*Work required:* Extract, word for word, the part of the passage on the AI writing experiment between "When students submitted" and "revise AI output.", inclusive.

*Passage shown:*
--

Characteristics of Good College-Level Writing

In my W101, in most class periods, students do a graded in-class writing (ICW) assignment. A few weeks ago, I did an experiment: I required students to use a large language model (LLM) like ChatGPT or Gemini to do the ICW.

I gave them the following instructions: “Use an LLM of your choice to write a response to the ICW prompt. However, you are responsible for the final text you submit, so revise the LLM output to make sure it reflects what you want to say.”

The learning goal was to help students understand that if they choose to use AI as a writing tool, they should not simply copy and paste unrevised AI-generated text. Any AI-generated output has to be assessed and refined by humans to be effective.

When students submitted their responses, they included a transcript of their conversation with the LLM. Students who prompted the LLM by first writing a draft on their own produced much more useful output than students who prompted the LLM to generate content that they then refined. 

It was an eye-opening experience for me and the students. I learned more about how most students are engaging with AI to generate output, and, unsurprisingly, most don’t know how to prompt it well to generate useful output. And most don’t know what it means to refine AI output. Students struggle to revise their own writing; similarly, they struggle to revise AI output.

My students learned that unrefined AI output is pretty awful. For example, it tends to include a lot of unsupported claims. It makes generalizations about the text it is prompted to write about. Its evidence is superficial rather than detailed. Its evidence is often taken out of context and used incorrectly. I could go on. In the end, the activity was not just a lesson about AI output, but a lesson about the characteristics of good college-level writing.

--

*Supplied information:*

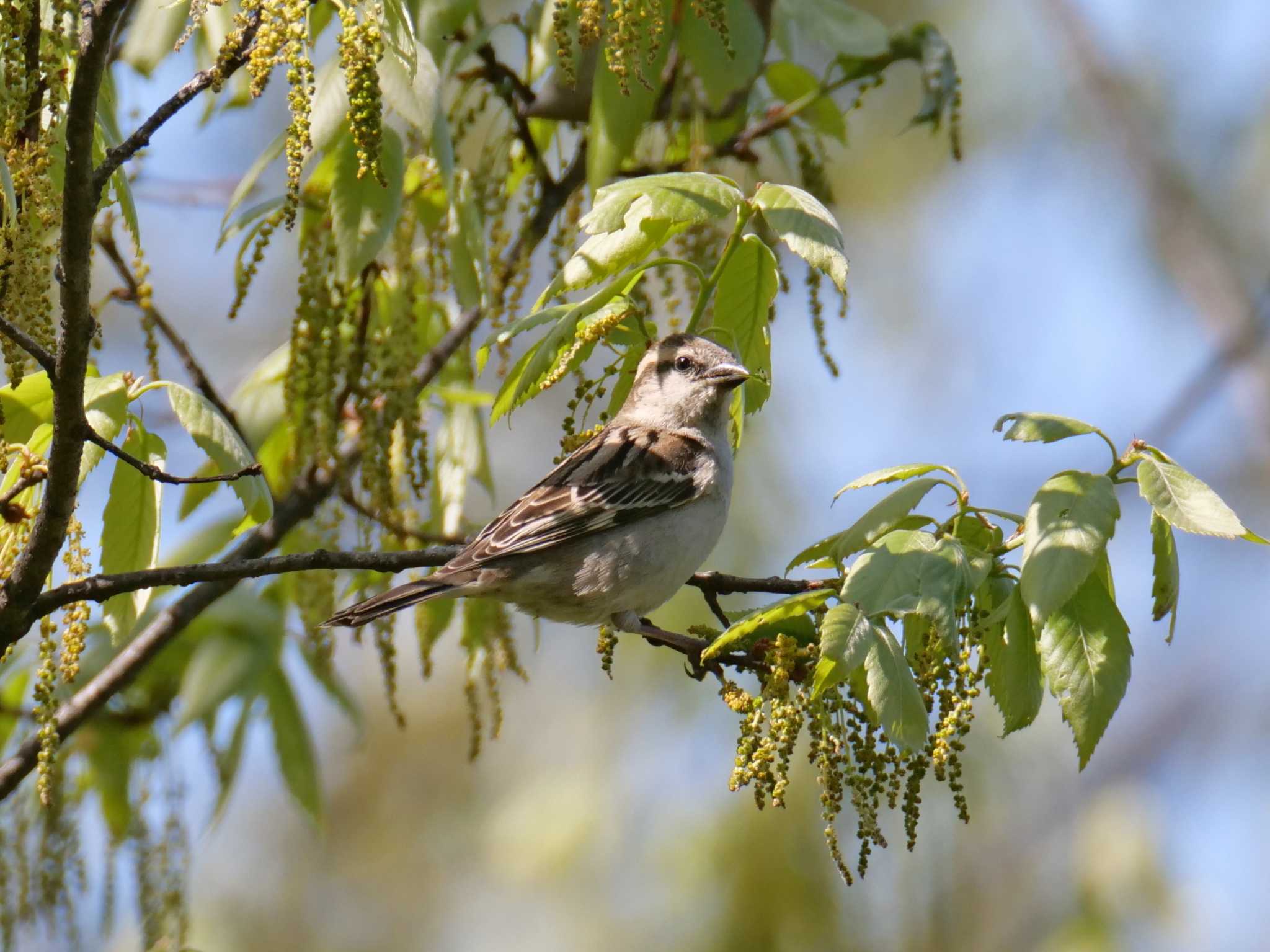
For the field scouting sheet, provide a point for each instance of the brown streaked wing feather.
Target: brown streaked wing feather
(621, 475)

--

*Result below:*
When students submitted their responses, they included a transcript of their conversation with the LLM. Students who prompted the LLM by first writing a draft on their own produced much more useful output than students who prompted the LLM to generate content that they then refined. 

It was an eye-opening experience for me and the students. I learned more about how most students are engaging with AI to generate output, and, unsurprisingly, most don’t know how to prompt it well to generate useful output. And most don’t know what it means to refine AI output. Students struggle to revise their own writing; similarly, they struggle to revise AI output.